=== Texto extraído ===

De manera consecuente, ella padece en carne viva el dolor de la humanidad sufriente. Ese dolor es como espina de un amor universal que le hace sufrir también por (con) todos, es el lamento de la madre verdadera (Eva buena) que, siendo para el Cristo, ha de vivir en gesto de servicio universal.

Por eso, María lleva en su entraña la pasión de todos los hambrientos y sedientos, exilados y desnudos, enfermos y cautivos que forman la hermandad o cuerpo sufriente de Jesús sobre la tierra (cf. Mt 25, 31-46).

Pero ella no sufre para desvanecerse, entrando así en neurosis destructiva, sino de manera creadora, convirtiendo su dolor en trauma de más alto alumbramiento. No es inútil su espada, no es infértil su llanto. La siembra del dolor se ha convertido dentro de su alma en gran cosecha redentora: ha transformado el llanto en germen de bienaventuranza (como sabe Lc 6,21).

Todos los devotos de María deben traducir su devoción en gesto de amor fuerte en favor de los desamparados, afligidos y cautivos de la tierra. Quien sólo es devoto aisladamente no es aún devoto de María. Quien se limita a rezarla sin más no la reza todavía. Sólo es devoto y alaba de verdad el que se pone, al mismo tiempo, a su servicio, es decir, al servicio de un amor que da de comer a sus hijos hambrientos, que visita y redime a los cautivos, que consuela a los desamparados.

Espada séptima.
Para que se revelen los pensamientos.

María ha traducido el camino de Jesús en forma de meditación interior, del corazón (Lc 2,19), viviendo y convirtiendo ese camino en vida de su vida, en un proceso de participación cordial que le lleva hasta la pascua, cuando ella ha transmitido su riqueza de creyente al resto de la Iglesia (Hch 1,14). Desde ese fondo hemos de unir los dos aspectos del misterio: a) María conserva en su corazón y medita interiormente los aspectos del camino de Jesús (como veremos en el apartado siguiente); b) Ella sufre en su alma (psyche), es decir, en su proyecto vital, la exigencia de purificación de Jesús. Ella es, ante todo, corazón: interioridad que acoge la presencia de Jesús, en gesto de conocimiento participativo (cf. Lc 2,19.51). También es alma: se despliega y madura vitalmente en un camino de unión con Jesucristo (2,35).

El Magníficat presentaba a María como un alma que engrandece al Kyrios (Lc 1,46): alma era el deseo de su vida abierta hacia el Señor en actitud de admiración y de alabanza. Pues bien, ahora María se descubre como un alma atravesada por la espada: en el deseo de su vida ha introducido Dios la espada de Jesús, aquella «palabra poderosa y muy cortante que penetra hasta las mismas junturas del alma-espíritu, juzgando (desnudando) los deseos y pensamientos más profundos del mismo corazón» (cf. Heb 4,12-13).

Bajo el juicio de esa gran palabra se descubre María penetrada, iluminada y recreada en el dolor por esa llama de Dios que es Jesucristo.

===

### [Problema planteado 1]
Reproduce literalmente el fragmento del texto sobre María que va de "Pero ella no" a "Espada séptima.".
### [Problema planteado 2]
Según el texto sobre María, ¿cómo presentaba el Magníficat a María?

=== Extracto de datos ===

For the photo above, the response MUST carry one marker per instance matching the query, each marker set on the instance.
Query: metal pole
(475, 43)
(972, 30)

===

### [Respuesta escrita 1]
Pero ella no sufre para desvanecerse, entrando así en neurosis destructiva, sino de manera creadora, convirtiendo su dolor en trauma de más alto alumbramiento. No es inútil su espada, no es infértil su llanto. La siembra del dolor se ha convertido dentro de su alma en gran cosecha redentora: ha transformado el llanto en germen de bienaventuranza (como sabe Lc 6,21).

Todos los devotos de María deben traducir su devoción en gesto de amor fuerte en favor de los desamparados, afligidos y cautivos de la tierra. Quien sólo es devoto aisladamente no es aún devoto de María. Quien se limita a rezarla sin más no la reza todavía. Sólo es devoto y alaba de verdad el que se pone, al mismo tiempo, a su servicio, es decir, al servicio de un amor que da de comer a sus hijos hambrientos, que visita y redime a los cautivos, que consuela a los desamparados.

Espada séptima.

### [Respuesta escrita 2]
Como un alma que engrandece al Kyrios.